__Directions__: Locate every line in the material below that contains the word "street", treating uppercase and lowercase as different, and copy each of those lines.

★ ★ ★ ★

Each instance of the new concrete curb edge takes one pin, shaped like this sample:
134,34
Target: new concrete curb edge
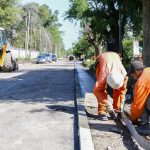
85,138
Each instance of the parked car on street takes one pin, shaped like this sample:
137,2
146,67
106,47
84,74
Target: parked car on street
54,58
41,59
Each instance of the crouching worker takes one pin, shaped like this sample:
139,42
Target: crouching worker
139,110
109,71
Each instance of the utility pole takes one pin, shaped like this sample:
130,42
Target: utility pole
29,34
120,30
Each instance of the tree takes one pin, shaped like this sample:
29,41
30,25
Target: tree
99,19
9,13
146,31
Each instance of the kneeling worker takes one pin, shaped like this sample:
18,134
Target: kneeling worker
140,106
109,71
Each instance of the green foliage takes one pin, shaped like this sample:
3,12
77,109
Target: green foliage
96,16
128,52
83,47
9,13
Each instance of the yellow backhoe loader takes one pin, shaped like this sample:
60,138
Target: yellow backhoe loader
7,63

★ ★ ★ ★

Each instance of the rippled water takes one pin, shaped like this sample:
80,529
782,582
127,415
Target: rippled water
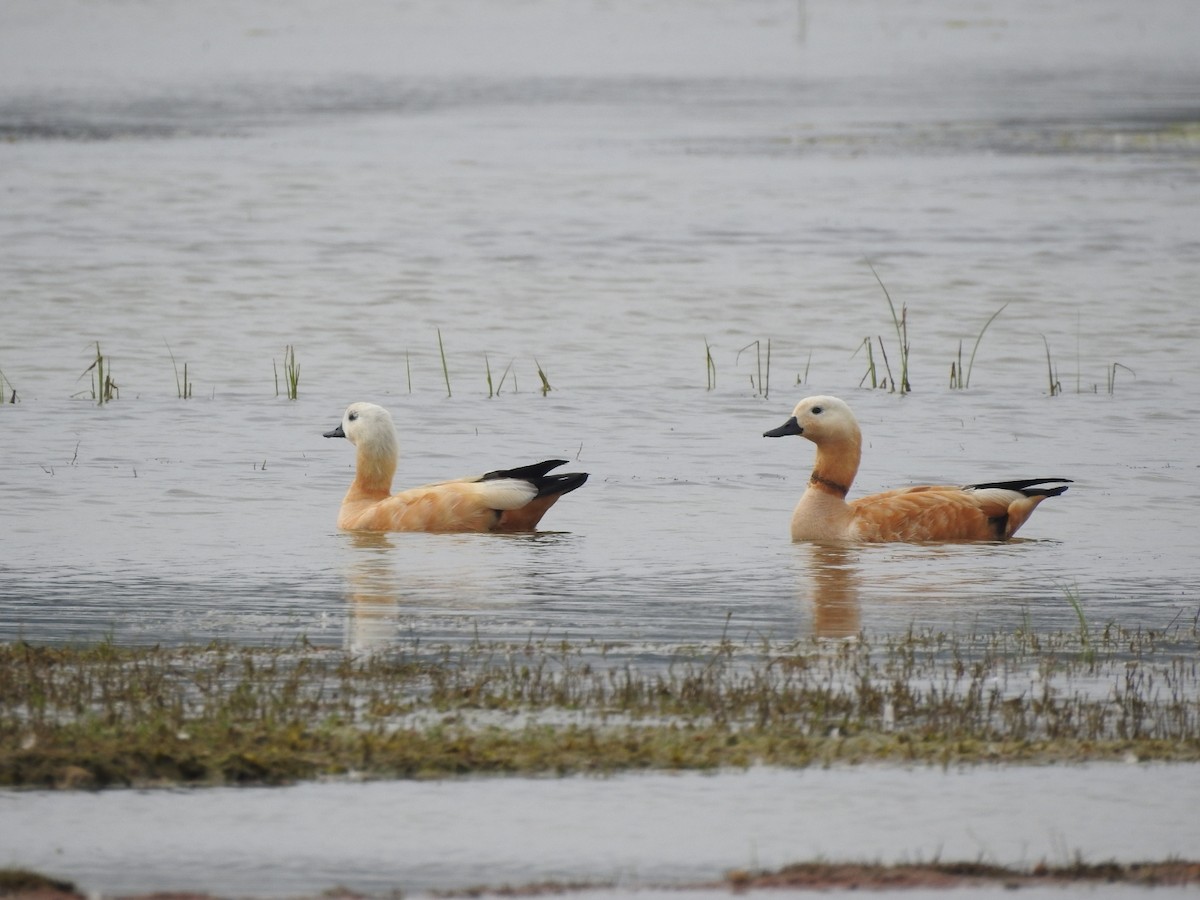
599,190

★ ★ ★ ★

__Answer below__:
Each instance of the parked car on street takes one pin, shaped like this sample:
Target: parked car on street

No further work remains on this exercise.